EXERCISE PROMPT >> Return the number of lines below with "before" in them, and nothing else.
══ RECORD SET
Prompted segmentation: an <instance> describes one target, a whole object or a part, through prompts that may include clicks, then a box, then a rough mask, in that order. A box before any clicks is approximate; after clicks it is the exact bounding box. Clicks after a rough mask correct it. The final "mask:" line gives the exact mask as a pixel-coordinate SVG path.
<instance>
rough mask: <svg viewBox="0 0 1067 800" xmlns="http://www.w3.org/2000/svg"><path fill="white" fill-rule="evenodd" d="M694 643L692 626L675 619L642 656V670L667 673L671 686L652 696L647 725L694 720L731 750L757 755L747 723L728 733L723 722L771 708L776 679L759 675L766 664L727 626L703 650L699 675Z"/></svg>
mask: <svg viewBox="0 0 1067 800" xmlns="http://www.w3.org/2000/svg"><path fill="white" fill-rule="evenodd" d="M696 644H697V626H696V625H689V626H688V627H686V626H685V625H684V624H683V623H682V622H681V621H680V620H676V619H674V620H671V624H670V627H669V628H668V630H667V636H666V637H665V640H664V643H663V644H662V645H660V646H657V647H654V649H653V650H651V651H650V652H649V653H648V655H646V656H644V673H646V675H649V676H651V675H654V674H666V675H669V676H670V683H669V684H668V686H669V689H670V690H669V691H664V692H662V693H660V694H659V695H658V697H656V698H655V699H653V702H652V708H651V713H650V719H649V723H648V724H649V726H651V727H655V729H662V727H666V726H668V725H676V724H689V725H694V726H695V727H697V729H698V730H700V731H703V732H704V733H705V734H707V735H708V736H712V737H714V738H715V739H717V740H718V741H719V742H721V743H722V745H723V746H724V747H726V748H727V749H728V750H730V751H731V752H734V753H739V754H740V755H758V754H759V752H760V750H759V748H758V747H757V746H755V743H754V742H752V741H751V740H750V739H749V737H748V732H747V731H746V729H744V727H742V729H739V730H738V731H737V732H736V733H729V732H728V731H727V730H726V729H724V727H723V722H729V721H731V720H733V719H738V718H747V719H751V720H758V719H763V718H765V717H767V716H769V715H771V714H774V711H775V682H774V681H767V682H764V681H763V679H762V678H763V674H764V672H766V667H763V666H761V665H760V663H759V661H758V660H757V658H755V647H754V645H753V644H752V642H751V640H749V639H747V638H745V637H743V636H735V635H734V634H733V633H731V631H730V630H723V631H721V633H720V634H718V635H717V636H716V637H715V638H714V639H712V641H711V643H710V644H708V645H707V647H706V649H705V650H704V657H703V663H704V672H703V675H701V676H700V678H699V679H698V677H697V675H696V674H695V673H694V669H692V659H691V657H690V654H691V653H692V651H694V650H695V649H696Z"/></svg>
════
══ RECORD SET
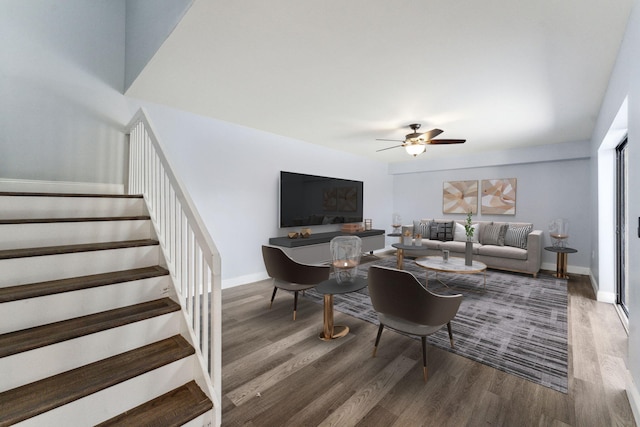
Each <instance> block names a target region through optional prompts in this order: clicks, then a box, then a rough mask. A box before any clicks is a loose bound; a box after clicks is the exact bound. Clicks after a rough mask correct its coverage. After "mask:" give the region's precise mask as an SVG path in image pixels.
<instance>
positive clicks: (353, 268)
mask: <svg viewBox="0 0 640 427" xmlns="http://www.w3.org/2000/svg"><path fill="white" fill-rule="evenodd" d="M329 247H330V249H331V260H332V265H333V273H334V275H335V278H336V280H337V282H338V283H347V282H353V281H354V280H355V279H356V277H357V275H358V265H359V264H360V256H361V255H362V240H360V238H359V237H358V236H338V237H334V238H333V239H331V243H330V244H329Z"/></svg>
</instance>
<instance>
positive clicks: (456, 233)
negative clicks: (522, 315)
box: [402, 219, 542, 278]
════
══ RECORD SET
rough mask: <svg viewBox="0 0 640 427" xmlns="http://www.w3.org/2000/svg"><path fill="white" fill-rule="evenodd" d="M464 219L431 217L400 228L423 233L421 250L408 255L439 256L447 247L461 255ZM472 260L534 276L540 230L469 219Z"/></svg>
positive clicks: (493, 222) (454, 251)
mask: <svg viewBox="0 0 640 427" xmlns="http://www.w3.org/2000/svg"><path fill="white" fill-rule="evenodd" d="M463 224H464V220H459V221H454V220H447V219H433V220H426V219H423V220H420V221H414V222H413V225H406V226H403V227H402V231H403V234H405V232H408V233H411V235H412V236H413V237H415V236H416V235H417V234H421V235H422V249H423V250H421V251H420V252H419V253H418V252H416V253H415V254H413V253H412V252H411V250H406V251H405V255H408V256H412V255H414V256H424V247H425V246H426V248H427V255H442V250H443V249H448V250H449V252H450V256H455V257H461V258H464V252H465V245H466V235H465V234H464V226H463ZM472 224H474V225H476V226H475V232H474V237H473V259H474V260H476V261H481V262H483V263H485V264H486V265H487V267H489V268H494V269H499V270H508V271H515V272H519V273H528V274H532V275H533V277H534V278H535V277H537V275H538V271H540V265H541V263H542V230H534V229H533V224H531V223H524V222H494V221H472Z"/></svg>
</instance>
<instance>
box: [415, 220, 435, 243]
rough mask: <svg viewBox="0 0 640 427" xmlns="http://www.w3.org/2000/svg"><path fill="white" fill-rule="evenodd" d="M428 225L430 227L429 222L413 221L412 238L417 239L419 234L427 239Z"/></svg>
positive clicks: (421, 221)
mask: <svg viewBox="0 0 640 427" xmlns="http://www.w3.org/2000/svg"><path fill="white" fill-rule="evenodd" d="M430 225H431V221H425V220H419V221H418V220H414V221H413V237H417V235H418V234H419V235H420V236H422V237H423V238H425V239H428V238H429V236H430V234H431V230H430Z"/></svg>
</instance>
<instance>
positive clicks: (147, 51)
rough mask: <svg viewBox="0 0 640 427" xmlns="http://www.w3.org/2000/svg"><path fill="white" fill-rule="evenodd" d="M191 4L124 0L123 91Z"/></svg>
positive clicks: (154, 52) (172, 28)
════
THE ANSWER >> 2